Given entries:
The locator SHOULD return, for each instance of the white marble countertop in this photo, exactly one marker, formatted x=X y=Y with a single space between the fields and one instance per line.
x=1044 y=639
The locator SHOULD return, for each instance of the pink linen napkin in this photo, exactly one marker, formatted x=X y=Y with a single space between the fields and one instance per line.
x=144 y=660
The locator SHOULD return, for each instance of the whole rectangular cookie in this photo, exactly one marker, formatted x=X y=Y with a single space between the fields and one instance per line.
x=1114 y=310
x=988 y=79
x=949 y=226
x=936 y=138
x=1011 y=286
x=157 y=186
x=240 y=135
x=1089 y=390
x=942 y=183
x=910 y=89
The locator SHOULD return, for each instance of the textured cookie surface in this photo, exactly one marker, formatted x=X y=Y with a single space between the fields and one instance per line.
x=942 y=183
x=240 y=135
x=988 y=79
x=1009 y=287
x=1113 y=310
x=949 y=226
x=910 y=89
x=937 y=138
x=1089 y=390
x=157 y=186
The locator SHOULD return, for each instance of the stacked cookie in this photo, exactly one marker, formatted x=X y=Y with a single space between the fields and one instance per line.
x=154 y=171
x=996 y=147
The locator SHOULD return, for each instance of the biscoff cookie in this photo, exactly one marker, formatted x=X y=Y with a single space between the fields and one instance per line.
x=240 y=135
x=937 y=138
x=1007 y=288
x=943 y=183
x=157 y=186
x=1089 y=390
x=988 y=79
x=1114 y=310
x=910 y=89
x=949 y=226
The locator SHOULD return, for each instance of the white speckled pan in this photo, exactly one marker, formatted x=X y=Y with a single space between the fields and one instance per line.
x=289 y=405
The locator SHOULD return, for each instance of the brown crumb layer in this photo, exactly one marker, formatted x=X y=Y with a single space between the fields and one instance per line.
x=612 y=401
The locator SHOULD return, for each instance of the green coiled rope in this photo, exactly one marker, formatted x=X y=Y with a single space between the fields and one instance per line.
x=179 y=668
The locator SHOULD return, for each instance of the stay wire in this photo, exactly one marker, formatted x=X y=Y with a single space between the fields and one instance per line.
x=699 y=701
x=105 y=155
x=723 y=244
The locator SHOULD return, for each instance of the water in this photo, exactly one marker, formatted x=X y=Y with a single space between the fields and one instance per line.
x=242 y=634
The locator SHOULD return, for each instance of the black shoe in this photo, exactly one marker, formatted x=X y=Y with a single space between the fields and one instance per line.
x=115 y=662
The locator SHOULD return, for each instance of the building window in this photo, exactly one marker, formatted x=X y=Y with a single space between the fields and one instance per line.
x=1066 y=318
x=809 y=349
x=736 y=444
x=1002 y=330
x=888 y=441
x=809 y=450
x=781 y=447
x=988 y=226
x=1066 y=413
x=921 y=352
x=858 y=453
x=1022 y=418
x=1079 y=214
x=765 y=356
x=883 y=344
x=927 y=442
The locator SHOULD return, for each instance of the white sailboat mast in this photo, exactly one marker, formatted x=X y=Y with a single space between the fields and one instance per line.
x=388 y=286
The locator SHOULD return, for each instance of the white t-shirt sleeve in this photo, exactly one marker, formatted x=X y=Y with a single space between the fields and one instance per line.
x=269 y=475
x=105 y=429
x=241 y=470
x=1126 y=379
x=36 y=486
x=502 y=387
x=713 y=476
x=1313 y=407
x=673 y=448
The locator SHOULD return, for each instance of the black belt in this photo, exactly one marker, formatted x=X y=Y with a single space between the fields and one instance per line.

What the task asks: Put every line of the items above into a Markdown table with the columns "Row" and "Line," numbering each row and skipping blank lines.

Output for this task:
| Row | Line |
|---|---|
| 1 | The locator SHOULD return, for each instance of the white marble countertop in this photo, exactly one marker, formatted x=X y=Y with a single space between the fields and one instance per line. |
| 2 | x=1044 y=639 |
| 3 | The locator SHOULD return, for each instance of the pink linen napkin in this photo, exactly one marker, formatted x=X y=Y with a single space between the fields and one instance per line. |
| 4 | x=144 y=660 |
| 5 | The locator SHOULD return, for each instance of the whole rectangular cookie in this photo, exactly one marker, formatted x=X y=Y with a single space between the fields and one instance per line. |
| 6 | x=1114 y=310 |
| 7 | x=988 y=79 |
| 8 | x=949 y=226 |
| 9 | x=936 y=138 |
| 10 | x=1011 y=286 |
| 11 | x=157 y=186 |
| 12 | x=240 y=135 |
| 13 | x=1089 y=390 |
| 14 | x=942 y=183 |
| 15 | x=910 y=89 |
| 16 | The locator SHOULD return, for each instance of the textured cookie surface in this photo, exactly one marker, formatted x=X y=Y with a single space between the fields and one instance per line. |
| 17 | x=942 y=183 |
| 18 | x=240 y=135 |
| 19 | x=988 y=79 |
| 20 | x=1009 y=287 |
| 21 | x=1113 y=310 |
| 22 | x=949 y=226 |
| 23 | x=910 y=89 |
| 24 | x=937 y=138 |
| 25 | x=1089 y=390 |
| 26 | x=157 y=186 |
| 27 | The locator SHOULD return, for each instance of the stacked cookie in this photo, exactly one marker, formatted x=X y=Y with a single space between the fields and one instance per line. |
| 28 | x=154 y=171 |
| 29 | x=996 y=147 |
| 30 | The locator SHOULD return, for each instance of the biscoff cookie in this photo, exactly one marker, formatted x=X y=Y with a single space between the fields and one instance per line. |
| 31 | x=240 y=135 |
| 32 | x=937 y=138 |
| 33 | x=1007 y=288 |
| 34 | x=943 y=183 |
| 35 | x=157 y=186 |
| 36 | x=1089 y=390 |
| 37 | x=988 y=79 |
| 38 | x=1114 y=310 |
| 39 | x=910 y=89 |
| 40 | x=949 y=226 |
| 41 | The locator SHOULD return, for each instance of the white speckled pan in this photo, exactly one marker, formatted x=X y=Y with a single space between the fields and one instance per line. |
| 42 | x=289 y=405 |
| 43 | The locator SHOULD return, for each instance of the brown crumb layer in this photo, exactly one marker, formatted x=X y=Y with a single space between the fields and one instance per line. |
| 44 | x=612 y=401 |
| 45 | The locator SHOULD return, for each instance of the green coiled rope in this photo, exactly one marker, formatted x=X y=Y with a single space between the fields and one instance per line. |
| 46 | x=179 y=668 |
| 47 | The locator SHOULD return, for each instance of the stay wire in this photo, exactly one marker, formatted x=X y=Y with a single space between the fields and one instance per line. |
| 48 | x=699 y=701 |
| 49 | x=105 y=155 |
| 50 | x=723 y=244 |
| 51 | The locator SHOULD return, for each instance of the water in this photo, exactly one marker, formatted x=X y=Y with a single space between the fields and one instance per line. |
| 52 | x=242 y=634 |
| 53 | The locator SHOULD return, for each instance of the black shoe in this photo, exactly one marker, formatted x=X y=Y with a single space between the fields and one instance per line. |
| 54 | x=115 y=662 |
| 55 | The locator SHOULD return, for each instance of the building window in this photo, exactly one marker, formatted x=X y=Y with a single space between the fields and one instance per line. |
| 56 | x=1066 y=318 |
| 57 | x=809 y=349 |
| 58 | x=736 y=444 |
| 59 | x=1002 y=330 |
| 60 | x=888 y=441 |
| 61 | x=809 y=450 |
| 62 | x=781 y=447 |
| 63 | x=988 y=226 |
| 64 | x=1066 y=413 |
| 65 | x=921 y=352 |
| 66 | x=858 y=453 |
| 67 | x=1022 y=418 |
| 68 | x=1079 y=214 |
| 69 | x=765 y=356 |
| 70 | x=883 y=344 |
| 71 | x=927 y=442 |
| 72 | The locator SHOULD return, for each instance of the white sailboat mast in this photo, exactly one marker, formatted x=X y=Y with a single space between the fields and one instance per line. |
| 73 | x=388 y=286 |
| 74 | The locator SHOULD return, for each instance of the white t-shirt sleeve in this photo, exactly one marker, formatted x=X y=Y with a single space between the fields and one instance per line. |
| 75 | x=269 y=475 |
| 76 | x=105 y=429 |
| 77 | x=241 y=470 |
| 78 | x=1126 y=379 |
| 79 | x=36 y=486 |
| 80 | x=502 y=387 |
| 81 | x=713 y=476 |
| 82 | x=1313 y=407 |
| 83 | x=673 y=448 |
| 84 | The locator SHOULD return, for each instance of the black belt in this photo, exactly one marker, formatted x=X y=Y with a single space between the fields and one instance per line. |